Source data —
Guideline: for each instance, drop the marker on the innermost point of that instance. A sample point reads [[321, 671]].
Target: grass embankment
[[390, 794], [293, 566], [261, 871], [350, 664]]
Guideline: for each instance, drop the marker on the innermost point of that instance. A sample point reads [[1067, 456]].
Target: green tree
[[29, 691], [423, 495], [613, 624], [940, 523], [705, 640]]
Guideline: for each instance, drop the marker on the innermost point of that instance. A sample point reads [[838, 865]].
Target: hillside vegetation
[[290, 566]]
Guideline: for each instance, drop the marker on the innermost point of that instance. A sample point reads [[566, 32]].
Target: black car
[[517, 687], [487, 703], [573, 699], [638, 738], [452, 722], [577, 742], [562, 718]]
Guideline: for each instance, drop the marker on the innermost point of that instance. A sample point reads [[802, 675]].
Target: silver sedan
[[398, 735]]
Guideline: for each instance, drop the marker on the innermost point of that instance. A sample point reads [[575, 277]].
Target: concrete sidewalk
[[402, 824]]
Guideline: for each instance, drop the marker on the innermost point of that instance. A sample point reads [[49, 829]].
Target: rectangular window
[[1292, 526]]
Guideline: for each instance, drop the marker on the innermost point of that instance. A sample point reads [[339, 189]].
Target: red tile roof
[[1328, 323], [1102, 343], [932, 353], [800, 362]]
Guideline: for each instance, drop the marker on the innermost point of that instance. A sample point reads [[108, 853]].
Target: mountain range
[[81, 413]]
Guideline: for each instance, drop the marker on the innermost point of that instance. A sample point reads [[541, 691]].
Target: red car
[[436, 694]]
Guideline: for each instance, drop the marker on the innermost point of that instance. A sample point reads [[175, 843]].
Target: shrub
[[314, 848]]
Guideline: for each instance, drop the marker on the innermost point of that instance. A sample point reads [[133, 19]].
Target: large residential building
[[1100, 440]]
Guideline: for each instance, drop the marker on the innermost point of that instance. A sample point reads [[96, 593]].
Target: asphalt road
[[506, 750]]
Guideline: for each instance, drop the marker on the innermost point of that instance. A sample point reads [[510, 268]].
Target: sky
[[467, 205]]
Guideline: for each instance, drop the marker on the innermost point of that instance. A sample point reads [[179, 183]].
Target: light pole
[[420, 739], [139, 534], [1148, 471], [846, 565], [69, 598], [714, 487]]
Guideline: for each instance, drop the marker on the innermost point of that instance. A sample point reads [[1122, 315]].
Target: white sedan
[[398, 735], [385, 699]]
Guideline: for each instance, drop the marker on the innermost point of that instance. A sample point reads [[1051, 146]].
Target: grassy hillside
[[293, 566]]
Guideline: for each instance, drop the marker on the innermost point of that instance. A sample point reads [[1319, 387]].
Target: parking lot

Directive — Output as a Markdown table, with columns Num and Content, the lines beginning at the start of the records and continuing through the line that contains "[[506, 750]]", skipping blank lines.

Solution for this task —
| Num | Content |
|---|---|
| 1 | Guideline: for each instance, drop the marker on the innermost point of that instance. A sample point reads [[321, 671]]. |
| 2 | Target: grass embankment |
| 3 | [[390, 794], [293, 566], [261, 871], [350, 664]] |
| 4 | Guideline: for each instance, drop the marker on the innermost point of that instance. A sample point reads [[1067, 456]]. |
| 5 | Target: green tree |
| 6 | [[29, 691], [423, 495], [613, 624], [940, 523], [705, 640]] |
| 7 | Guideline: for each instance, drop the marker on the innermost point of that instance. A sample point reads [[838, 865]]. |
| 8 | Target: hillside vegetation |
| 9 | [[290, 566]] |
| 10 | Guideline: for each instance, drop the marker on the innermost point of that instance. A sample point reads [[566, 32]]. |
| 11 | Target: black car |
| 12 | [[517, 687], [487, 703], [573, 699], [638, 738], [452, 722], [577, 742], [562, 718]] |
| 13 | Guideline: for each instance, drop the marker on the innermost point of that instance. A sample point reads [[802, 675]]. |
| 14 | Target: silver sedan |
| 15 | [[398, 735]] |
| 16 | Guideline: for each instance, drop the marker on the innermost point of that instance. A sample point reads [[575, 277]]. |
| 17 | Target: concrete sidewalk |
| 18 | [[402, 824]] |
| 19 | Guideline: for each instance, drop the marker on the innermost point of that instance. A sample point reads [[49, 829]]. |
| 20 | Target: rectangular window |
| 21 | [[1292, 526]] |
| 22 | Guideline: for each instance, drop the marker on the innermost point of that instance. A sample point reads [[339, 189]]. |
| 23 | Target: red tile roof |
| 24 | [[1328, 323], [1102, 343], [932, 353], [800, 362]] |
| 25 | Guideline: for each instance, drop the marker on the innermost point of that instance. A sample point reads [[108, 853]]. |
| 26 | Target: mountain range |
| 27 | [[81, 413]] |
| 28 | Guideline: for each instance, drop the marker on the innermost point of that instance. A sample point reads [[541, 691]]. |
| 29 | Target: red car |
| 30 | [[436, 694]] |
| 31 | Guideline: for each instance, drop the marker on the innermost point of that instance. A sample point reads [[175, 843]]. |
| 32 | Target: shrub |
| 33 | [[314, 848]] |
| 34 | Guideline: for each instance, drop the marker on the innermost point of that instance. A sample point reads [[133, 19]]. |
| 35 | Target: large residential building |
| 36 | [[1100, 440]] |
| 37 | Guideline: for each instance, drop the marker on the innermost point of that instance. A sample point reads [[96, 593]]. |
| 38 | Target: asphalt road |
| 39 | [[506, 750]] |